--- WRITTEN TASK ---
Return every line of the records below unchanged, but leave the pictures out.

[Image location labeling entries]
..............................
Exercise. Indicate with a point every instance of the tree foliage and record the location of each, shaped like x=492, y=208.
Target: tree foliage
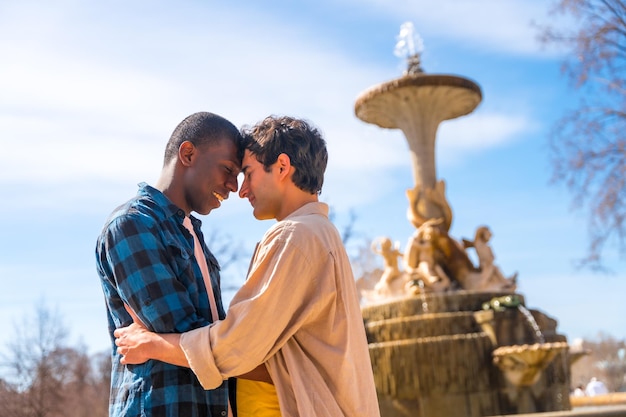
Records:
x=44, y=377
x=588, y=144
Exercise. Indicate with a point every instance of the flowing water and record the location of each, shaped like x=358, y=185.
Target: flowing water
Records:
x=533, y=323
x=423, y=296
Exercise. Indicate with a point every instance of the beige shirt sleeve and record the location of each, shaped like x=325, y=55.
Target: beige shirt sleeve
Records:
x=280, y=294
x=197, y=348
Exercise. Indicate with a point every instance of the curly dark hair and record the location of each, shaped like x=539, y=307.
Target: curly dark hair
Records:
x=296, y=138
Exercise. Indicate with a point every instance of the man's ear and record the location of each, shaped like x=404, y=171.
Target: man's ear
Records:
x=185, y=152
x=284, y=165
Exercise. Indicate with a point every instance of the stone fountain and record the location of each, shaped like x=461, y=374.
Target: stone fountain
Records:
x=448, y=337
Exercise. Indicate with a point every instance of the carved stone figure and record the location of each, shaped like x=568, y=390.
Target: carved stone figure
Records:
x=383, y=246
x=491, y=277
x=420, y=199
x=420, y=260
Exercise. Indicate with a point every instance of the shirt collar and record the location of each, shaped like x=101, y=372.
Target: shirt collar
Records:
x=315, y=207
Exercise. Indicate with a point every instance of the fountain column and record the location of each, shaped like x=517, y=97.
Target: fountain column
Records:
x=417, y=103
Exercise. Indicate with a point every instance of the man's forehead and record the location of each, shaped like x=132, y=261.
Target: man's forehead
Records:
x=248, y=159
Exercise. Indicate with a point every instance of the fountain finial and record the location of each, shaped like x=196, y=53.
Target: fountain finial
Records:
x=409, y=45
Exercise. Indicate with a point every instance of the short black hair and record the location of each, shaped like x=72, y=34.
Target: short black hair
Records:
x=202, y=128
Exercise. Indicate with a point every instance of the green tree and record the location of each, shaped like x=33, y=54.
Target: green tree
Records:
x=588, y=145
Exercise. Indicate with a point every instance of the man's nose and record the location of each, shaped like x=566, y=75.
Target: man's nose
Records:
x=243, y=191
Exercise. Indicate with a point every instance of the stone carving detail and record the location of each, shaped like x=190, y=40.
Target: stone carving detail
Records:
x=433, y=261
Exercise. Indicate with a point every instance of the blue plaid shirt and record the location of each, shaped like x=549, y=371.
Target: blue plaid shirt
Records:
x=145, y=259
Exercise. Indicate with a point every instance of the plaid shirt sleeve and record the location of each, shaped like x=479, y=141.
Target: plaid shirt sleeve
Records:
x=148, y=265
x=154, y=275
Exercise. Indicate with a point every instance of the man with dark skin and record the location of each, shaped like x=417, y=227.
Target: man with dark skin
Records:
x=148, y=266
x=298, y=312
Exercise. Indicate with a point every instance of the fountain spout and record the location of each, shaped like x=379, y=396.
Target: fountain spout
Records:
x=522, y=364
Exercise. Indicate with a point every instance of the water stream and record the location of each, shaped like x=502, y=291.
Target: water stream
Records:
x=423, y=296
x=533, y=323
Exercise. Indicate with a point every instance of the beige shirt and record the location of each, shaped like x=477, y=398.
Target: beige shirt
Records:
x=299, y=313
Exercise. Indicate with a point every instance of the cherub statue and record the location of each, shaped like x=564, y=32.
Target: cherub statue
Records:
x=382, y=246
x=490, y=275
x=420, y=261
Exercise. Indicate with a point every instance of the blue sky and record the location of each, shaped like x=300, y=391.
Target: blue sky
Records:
x=91, y=91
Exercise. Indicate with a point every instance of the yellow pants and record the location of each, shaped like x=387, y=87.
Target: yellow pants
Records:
x=256, y=399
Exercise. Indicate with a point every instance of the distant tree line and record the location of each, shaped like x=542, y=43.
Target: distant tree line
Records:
x=42, y=376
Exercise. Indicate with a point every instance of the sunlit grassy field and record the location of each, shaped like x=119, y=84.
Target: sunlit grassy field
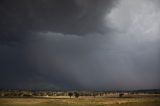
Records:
x=149, y=100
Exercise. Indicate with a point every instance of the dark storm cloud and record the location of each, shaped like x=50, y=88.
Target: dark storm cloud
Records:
x=79, y=44
x=21, y=22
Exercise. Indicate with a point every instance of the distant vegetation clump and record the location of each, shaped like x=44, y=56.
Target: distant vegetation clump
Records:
x=76, y=94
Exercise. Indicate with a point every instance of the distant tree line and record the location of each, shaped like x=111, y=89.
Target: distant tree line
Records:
x=75, y=94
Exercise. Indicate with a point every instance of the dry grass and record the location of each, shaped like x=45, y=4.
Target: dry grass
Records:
x=129, y=100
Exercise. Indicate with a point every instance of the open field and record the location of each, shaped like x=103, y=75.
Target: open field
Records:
x=136, y=100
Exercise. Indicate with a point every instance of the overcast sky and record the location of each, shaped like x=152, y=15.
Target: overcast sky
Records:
x=80, y=44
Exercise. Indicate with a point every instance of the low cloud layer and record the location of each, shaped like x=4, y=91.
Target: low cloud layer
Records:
x=80, y=44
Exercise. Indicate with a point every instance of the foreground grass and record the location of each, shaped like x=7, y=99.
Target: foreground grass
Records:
x=83, y=101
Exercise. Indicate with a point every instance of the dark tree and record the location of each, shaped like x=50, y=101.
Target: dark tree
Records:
x=121, y=94
x=76, y=94
x=70, y=94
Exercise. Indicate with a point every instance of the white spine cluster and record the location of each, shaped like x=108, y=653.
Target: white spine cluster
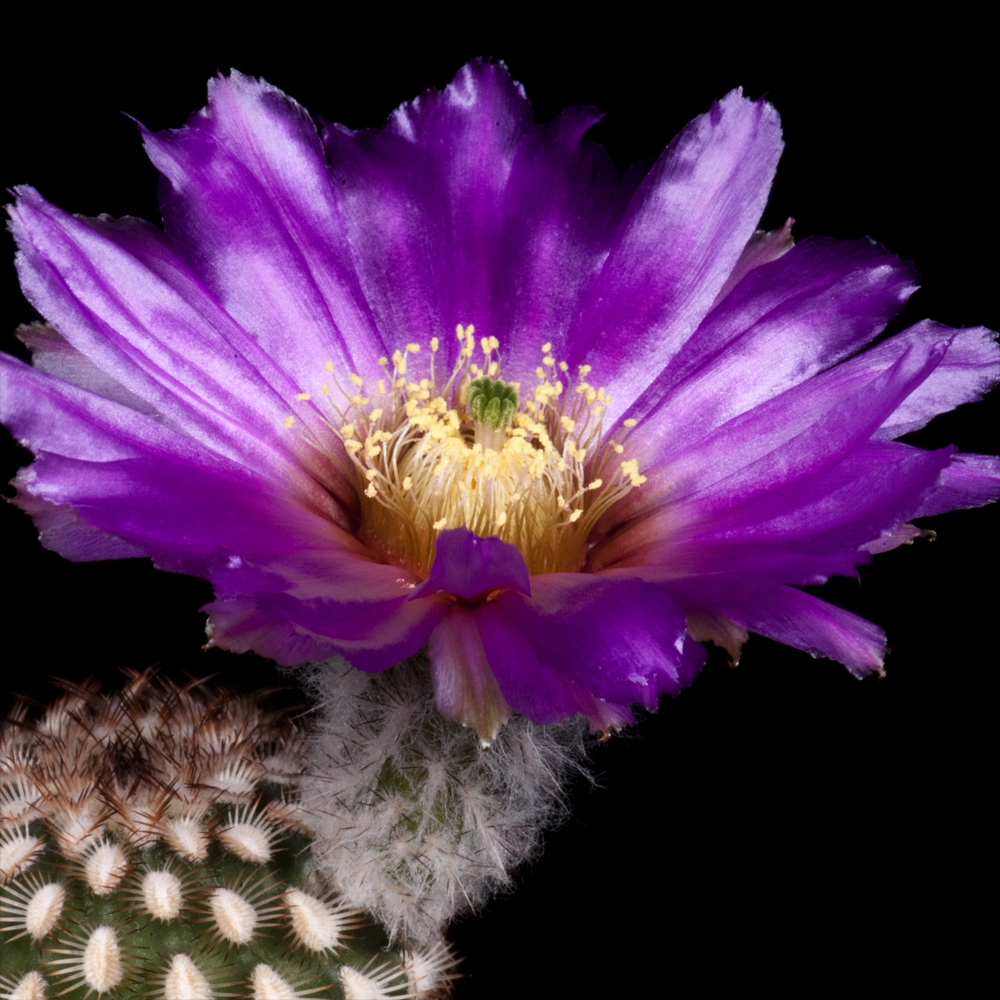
..............................
--- FINISHED ANSWER ---
Exercise. Indicate with a point every instance of the tree foliage and record the location of each, shaped like x=492, y=208.
Target: tree foliage
Records:
x=44, y=377
x=588, y=144
Exercise. Indicate with a point every instance of the flowing water and record the location of each, shaped like x=358, y=185.
Target: flowing water
Records:
x=533, y=323
x=423, y=296
Exercise. Indicate with a point every instance of the beige shirt sleeve and record the location of each, shaped like x=325, y=55.
Target: beige shirt sleeve
Records:
x=280, y=294
x=197, y=348
Exercise. Indicate with a point every instance of the curly dark hair and record the location of each, shaped like x=539, y=307.
Target: curly dark hair
Records:
x=296, y=138
Exercise. Indicate with a point every instance of the man's ear and record the location of each, shaped like x=404, y=171.
Target: man's ear
Records:
x=185, y=152
x=284, y=165
Exercise. Indicate with a point every instance of the stone fountain and record the location of each, shaped like x=461, y=374.
Target: stone fountain
Records:
x=448, y=337
Exercise. Indicate with a point every instance of the carved stone figure and record the location of each, shaped like x=568, y=390.
Target: carved stone figure
Records:
x=383, y=246
x=491, y=277
x=420, y=199
x=420, y=260
Exercise. Indicate with a point every instance of the shirt collar and record the location of each, shaped like x=101, y=372.
Target: shirt collar
Records:
x=315, y=207
Exercise. Indicate with a point every instance of the fountain column and record the location of each, shaped like x=517, y=97.
Target: fountain column
Records:
x=417, y=103
Exercise. Indicate with a point every instance of the man's forehead and record the location of each, shaped like x=132, y=261.
Target: man's forehead
Records:
x=248, y=159
Exercise. Indicate with a point every instance of the fountain finial and record the location of each, shaped like x=196, y=53.
Target: fountain finial
Records:
x=409, y=45
Exercise. Indicate with a point every instance of the short black hair and record the location of each, shaped like x=72, y=34.
Target: short black hair
Records:
x=202, y=128
Exercise. Indicate with a point every instance of the green tree and record the location of each, shaped like x=33, y=54.
Target: green tree
Records:
x=588, y=145
Exercise. Indicate with a point every instance of the man's nose and record the location of each, shaped like x=566, y=75.
Target: man's nose
Records:
x=243, y=191
Exercise. Indicate with a point every instance of the stone carving detail and record the location of each, shaped like x=190, y=40.
Target: stone carving detail
Records:
x=433, y=261
Exercise. Indicate with a point every instance of the blue plaid shirt and record the location of each, shaped like x=549, y=371.
Target: blue plaid shirt
Records:
x=145, y=259
Exercise. Indicate with a point every instance of the plaid shirt sleeve and record the location of each, shaped like x=479, y=141.
Target: plaid shirt sleeve
Records:
x=148, y=265
x=154, y=275
Exercise. Indicate with a point every instance of the man with dark skin and record the location of each, shaped like x=417, y=227.
Target: man with dark skin
Records:
x=148, y=266
x=298, y=312
Exercise. Indicate with a point every instance of the fountain spout and record the location of each, shaped like x=379, y=396.
Target: fountain spout
Records:
x=522, y=364
Exercise. Indicate with a point every instance of the water stream and record the location of each, shaped like x=502, y=291.
Target: water stream
Records:
x=423, y=296
x=533, y=323
Exercise. Indicate with a point every instance of the beige shirt and record the location of each, shaped like x=477, y=398.
Target: beige shirt
Records:
x=299, y=313
Exercise. Indicate with a point every instance of the cherub statue and record the location of each, shaped like x=564, y=32.
Target: cherub statue
Records:
x=382, y=246
x=490, y=275
x=420, y=261
Exercise. Indicate with a point every instance of the blue sky and record the location of each, shaped like x=300, y=391.
Target: blue sky
Records:
x=91, y=91
Exercise. Indicate with a point every instance of the yellow pants and record the location of each, shaped like x=387, y=87.
Target: yellow pants
Records:
x=256, y=399
Exercise. Indicate with a point every instance of the distant tree line and record the location of each, shaped like x=542, y=43.
Target: distant tree line
Records:
x=42, y=376
Exercise. Indicate with a point every instance of the sunlit grassy field and record the location of each, shaped like x=119, y=84.
Target: sunlit grassy field
Records:
x=149, y=100
Exercise. Indicate with a point every instance of the dark storm cloud and record the location of each, shaped like x=50, y=88.
Target: dark storm cloud
Records:
x=79, y=44
x=21, y=22
Exercise. Indicate with a point every instance of the distant vegetation clump and record the location of each, shaped like x=44, y=56.
Target: distant vegetation clump
Records:
x=76, y=94
Exercise. Indicate with a point every instance of the distant tree line and record the location of each, shaped like x=111, y=89.
Target: distant tree line
Records:
x=75, y=94
Exercise. Indicate with a point every instance of the dry grass and record the location of each, shaped like x=45, y=4.
Target: dry grass
Records:
x=129, y=100
Exercise. Indicate with a point every instance of the open field and record the location of each, shaped like x=103, y=75.
Target: open field
Records:
x=136, y=100
Exercise. Indicate with a point every instance of the overcast sky and record the location of each, shaped like x=152, y=15.
Target: overcast sky
Records:
x=80, y=44
Exercise. Indicate with a point every instance of the low cloud layer and record the location of each, shaped like x=4, y=91.
Target: low cloud layer
Records:
x=80, y=44
Exercise. Indicate with a point every instance of the foreground grass and record the location of each, shaped like x=7, y=99.
Target: foreground grass
Records:
x=83, y=101
Exercise. Indicate with a point every instance of the dark tree and record the location of each, shaped like x=50, y=101.
Target: dark tree
Records:
x=121, y=94
x=76, y=94
x=70, y=94
Exercise. Indicate with a point every instance of the white spine cluster and record the location of each, shaped like x=108, y=653.
Target: white spine cluster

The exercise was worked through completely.